▼▼▼

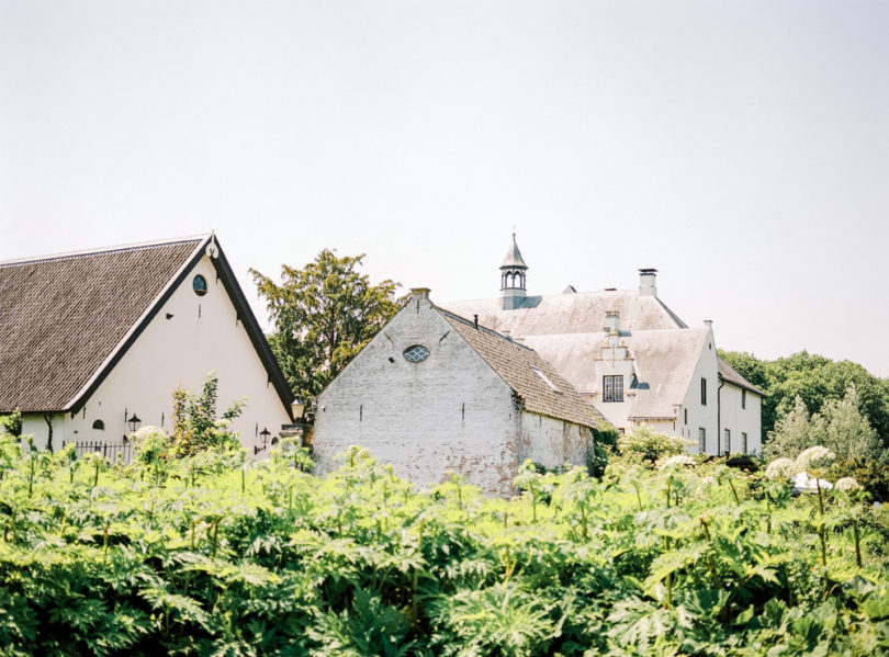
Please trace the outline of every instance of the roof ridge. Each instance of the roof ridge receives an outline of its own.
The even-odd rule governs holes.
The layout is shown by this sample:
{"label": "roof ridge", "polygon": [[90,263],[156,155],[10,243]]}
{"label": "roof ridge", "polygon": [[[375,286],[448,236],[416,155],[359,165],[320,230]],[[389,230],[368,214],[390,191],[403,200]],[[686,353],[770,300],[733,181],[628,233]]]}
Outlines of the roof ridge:
{"label": "roof ridge", "polygon": [[452,313],[452,311],[450,311],[450,310],[446,310],[446,309],[444,309],[444,308],[442,308],[441,306],[435,306],[435,307],[436,307],[436,308],[437,308],[437,309],[438,309],[438,310],[439,310],[441,314],[446,315],[447,317],[450,317],[450,318],[452,318],[452,319],[455,319],[457,321],[461,321],[461,322],[465,324],[466,326],[471,326],[471,327],[473,327],[473,328],[477,328],[480,331],[485,332],[485,333],[488,333],[489,336],[494,336],[494,337],[496,337],[496,338],[499,338],[499,339],[500,339],[500,340],[503,340],[504,342],[508,342],[509,344],[515,344],[516,347],[520,347],[521,349],[527,349],[528,351],[534,351],[534,350],[533,350],[533,349],[531,349],[530,347],[527,347],[527,346],[522,344],[521,342],[516,342],[515,340],[510,340],[509,338],[507,338],[507,337],[506,337],[506,336],[504,336],[503,333],[498,333],[497,331],[495,331],[495,330],[494,330],[494,329],[492,329],[492,328],[487,328],[486,326],[482,326],[481,324],[477,324],[477,322],[475,322],[475,321],[473,321],[473,320],[471,320],[471,319],[466,319],[465,317],[461,317],[460,315],[458,315],[458,314],[455,314],[455,313]]}
{"label": "roof ridge", "polygon": [[59,253],[47,253],[45,256],[26,256],[25,258],[16,258],[13,260],[0,261],[0,267],[16,267],[21,264],[32,264],[35,262],[54,262],[57,260],[70,260],[74,258],[86,258],[89,256],[100,256],[105,253],[120,253],[122,251],[138,251],[142,249],[150,249],[153,247],[166,247],[172,245],[183,245],[189,242],[200,242],[212,236],[213,233],[202,233],[200,235],[190,235],[187,237],[172,237],[168,239],[159,239],[154,241],[132,242],[126,245],[114,245],[109,247],[101,247],[98,249],[83,249],[80,251],[64,251]]}

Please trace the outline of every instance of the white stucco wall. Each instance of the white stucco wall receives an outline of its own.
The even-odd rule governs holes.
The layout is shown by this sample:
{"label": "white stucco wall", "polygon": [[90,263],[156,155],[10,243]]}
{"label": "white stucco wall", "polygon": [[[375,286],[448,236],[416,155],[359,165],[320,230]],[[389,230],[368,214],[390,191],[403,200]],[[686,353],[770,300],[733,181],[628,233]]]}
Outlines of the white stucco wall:
{"label": "white stucco wall", "polygon": [[[414,344],[429,358],[406,361]],[[336,468],[351,444],[417,485],[441,482],[450,469],[508,496],[526,457],[583,464],[589,441],[573,424],[518,410],[504,380],[428,298],[414,298],[318,396],[318,473]]]}
{"label": "white stucco wall", "polygon": [[[707,380],[707,404],[701,404],[700,398],[700,380]],[[698,429],[704,428],[706,431],[706,442],[708,454],[717,453],[717,414],[719,404],[717,400],[717,388],[719,387],[719,376],[717,367],[717,348],[713,340],[712,329],[709,331],[707,339],[704,341],[704,347],[698,358],[698,364],[691,374],[688,383],[688,390],[686,390],[685,399],[678,408],[676,415],[676,431],[665,431],[671,435],[684,435],[687,440],[691,441],[686,444],[686,450],[689,453],[698,453]],[[688,411],[688,421],[685,421],[685,411]],[[665,423],[666,424],[666,423]]]}
{"label": "white stucco wall", "polygon": [[593,432],[586,427],[530,412],[522,412],[519,422],[519,463],[530,458],[547,467],[587,465],[593,456]]}
{"label": "white stucco wall", "polygon": [[[429,358],[405,360],[414,344]],[[429,301],[412,301],[318,396],[318,474],[358,444],[414,484],[438,483],[451,469],[502,494],[518,463],[519,412],[511,388]]]}
{"label": "white stucco wall", "polygon": [[[731,452],[743,453],[743,433],[747,434],[747,453],[761,454],[763,437],[761,428],[762,398],[747,392],[745,408],[741,407],[742,388],[727,383],[720,392],[720,423],[724,433],[731,431]],[[724,449],[724,448],[723,448]]]}
{"label": "white stucco wall", "polygon": [[[203,296],[192,290],[192,280],[199,273],[207,282]],[[125,290],[122,297],[125,303]],[[167,314],[172,317],[167,319]],[[281,424],[290,422],[247,331],[237,321],[235,306],[205,256],[76,417],[54,417],[54,446],[65,441],[121,442],[130,433],[125,419],[134,412],[142,419],[142,427],[155,424],[169,431],[172,392],[184,386],[200,393],[212,371],[220,380],[220,414],[235,399],[247,397],[244,412],[233,427],[249,454],[259,443],[259,431],[268,428],[277,435]],[[105,429],[93,429],[95,420],[102,420]],[[42,417],[29,417],[23,432],[33,432],[35,444],[45,446],[48,432]]]}

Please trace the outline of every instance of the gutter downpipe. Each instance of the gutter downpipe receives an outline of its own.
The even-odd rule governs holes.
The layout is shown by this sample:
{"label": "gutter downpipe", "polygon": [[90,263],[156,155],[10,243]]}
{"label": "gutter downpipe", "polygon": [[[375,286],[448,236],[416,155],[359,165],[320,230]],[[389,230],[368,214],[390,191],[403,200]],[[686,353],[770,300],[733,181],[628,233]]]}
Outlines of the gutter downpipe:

▲▲▲

Convert the material above into a Markdown table with the columns Row and Line, giving each nonblank line its own numbered row. Leave the pictures out.

◆ **EXERCISE OUTPUT**
| Row | Line |
|---|---|
| 1 | Please trace the outline of every instance of the roof ridge. Each instance of the roof ridge receives an outline of its own. |
| 2 | The even-odd rule governs holes. |
| 3 | The layout is shown by this sample: |
| 4 | {"label": "roof ridge", "polygon": [[90,263],[156,155],[10,243]]} |
| 5 | {"label": "roof ridge", "polygon": [[[375,286],[448,236],[416,155],[359,165],[320,230]],[[389,230],[368,214],[390,191],[403,200]],[[686,353],[770,300],[733,181],[628,233]]]} |
| 6 | Outlines of the roof ridge: |
| 7 | {"label": "roof ridge", "polygon": [[452,313],[452,311],[450,311],[450,310],[446,310],[446,309],[444,309],[444,308],[442,308],[441,306],[435,306],[435,307],[436,307],[436,308],[437,308],[437,309],[438,309],[438,310],[439,310],[441,314],[446,315],[447,317],[450,317],[450,318],[452,318],[452,319],[455,319],[457,321],[461,321],[461,322],[465,324],[466,326],[471,326],[471,327],[473,327],[473,328],[477,328],[480,331],[485,332],[485,333],[488,333],[489,336],[494,336],[494,337],[496,337],[496,338],[499,338],[499,339],[500,339],[500,340],[503,340],[504,342],[508,342],[509,344],[515,344],[516,347],[520,347],[521,349],[527,349],[528,351],[534,351],[534,350],[533,350],[533,349],[531,349],[530,347],[527,347],[527,346],[522,344],[521,342],[516,342],[515,340],[510,340],[509,338],[507,338],[507,337],[506,337],[506,336],[504,336],[503,333],[498,333],[497,331],[495,331],[495,330],[494,330],[494,329],[492,329],[492,328],[487,328],[486,326],[482,326],[481,324],[477,324],[477,322],[475,322],[475,321],[473,321],[473,320],[471,320],[471,319],[466,319],[465,317],[461,317],[460,315],[458,315],[458,314],[455,314],[455,313]]} |
| 8 | {"label": "roof ridge", "polygon": [[59,253],[47,253],[45,256],[26,256],[25,258],[16,258],[13,260],[0,261],[0,267],[16,267],[21,264],[32,264],[35,262],[54,262],[57,260],[70,260],[74,258],[86,258],[89,256],[100,256],[105,253],[120,253],[122,251],[138,251],[142,249],[150,249],[153,247],[166,247],[172,245],[183,245],[189,242],[200,242],[212,236],[213,233],[202,233],[200,235],[190,235],[187,237],[172,237],[168,239],[159,239],[154,241],[132,242],[126,245],[114,245],[109,247],[101,247],[98,249],[83,249],[80,251],[64,251]]} |
| 9 | Please trace the outline of every instance of the white stucco wall. Each instance of the white stucco wall receives an outline of its own. |
| 10 | The even-odd rule governs holes. |
| 11 | The layout is shown by this sample: |
| 12 | {"label": "white stucco wall", "polygon": [[90,263],[156,155],[10,243]]} |
| 13 | {"label": "white stucco wall", "polygon": [[[375,286],[448,236],[416,155],[359,165],[320,230]],[[389,230],[368,214],[390,191],[403,200]],[[686,353],[770,300],[733,181],[628,233]]]} |
| 14 | Outlines of the white stucco wall: |
| 15 | {"label": "white stucco wall", "polygon": [[[414,344],[429,358],[406,361]],[[336,468],[351,444],[417,485],[441,482],[450,469],[508,496],[526,457],[583,464],[589,441],[573,424],[518,410],[504,380],[428,298],[414,298],[318,396],[318,473]]]} |
| 16 | {"label": "white stucco wall", "polygon": [[[707,380],[707,404],[701,404],[700,398],[700,380]],[[698,429],[704,428],[706,431],[706,442],[708,454],[717,453],[717,414],[719,404],[717,400],[717,388],[719,387],[719,376],[717,367],[717,348],[713,340],[712,329],[709,331],[707,339],[704,341],[704,347],[698,358],[698,364],[691,374],[688,383],[688,390],[686,390],[685,399],[678,408],[676,415],[676,431],[665,431],[671,435],[684,435],[687,440],[691,441],[686,444],[686,450],[689,453],[698,453]],[[688,411],[688,421],[685,421],[685,411]],[[665,423],[666,424],[666,423]]]} |
| 17 | {"label": "white stucco wall", "polygon": [[593,432],[586,427],[530,412],[522,412],[519,422],[519,463],[530,458],[547,467],[587,465],[593,456]]} |
| 18 | {"label": "white stucco wall", "polygon": [[[429,358],[405,360],[414,344]],[[429,301],[412,301],[318,396],[318,474],[358,444],[414,484],[438,483],[451,469],[502,494],[518,463],[519,412],[511,388]]]} |
| 19 | {"label": "white stucco wall", "polygon": [[[731,452],[743,453],[743,433],[747,434],[747,453],[761,454],[763,437],[761,428],[762,398],[747,392],[745,408],[741,407],[742,388],[727,383],[720,392],[720,423],[724,433],[731,431]],[[724,449],[724,448],[723,448]]]} |
| 20 | {"label": "white stucco wall", "polygon": [[[203,296],[192,290],[192,280],[199,273],[207,282]],[[125,290],[122,297],[125,303]],[[167,314],[172,317],[167,319]],[[281,424],[290,422],[247,331],[237,321],[235,306],[205,256],[76,417],[54,417],[54,446],[65,441],[121,442],[130,433],[125,419],[134,412],[142,419],[142,427],[155,424],[169,431],[172,392],[184,386],[200,393],[212,371],[220,380],[220,414],[235,399],[247,397],[244,412],[233,427],[249,454],[259,443],[259,431],[268,428],[277,435]],[[105,429],[93,429],[95,420],[102,420]],[[42,417],[29,417],[23,432],[33,432],[35,444],[45,446],[48,432]]]} |
| 21 | Please trace the outline of every instance of the gutter downpipe. Each instance of the gutter downpipe receives an outline of its own. |
| 22 | The even-odd rule governs holes. |
| 23 | The layout is shown by this sample: |
| 24 | {"label": "gutter downpipe", "polygon": [[90,263],[156,155],[10,243]]} |
| 25 | {"label": "gutter downpipe", "polygon": [[[375,286],[448,236],[416,155],[359,165],[320,230]],[[389,230],[368,214],[390,191],[403,200]],[[686,353],[770,300],[733,181],[628,233]]]} |
| 26 | Outlines of the gutter downpipe: |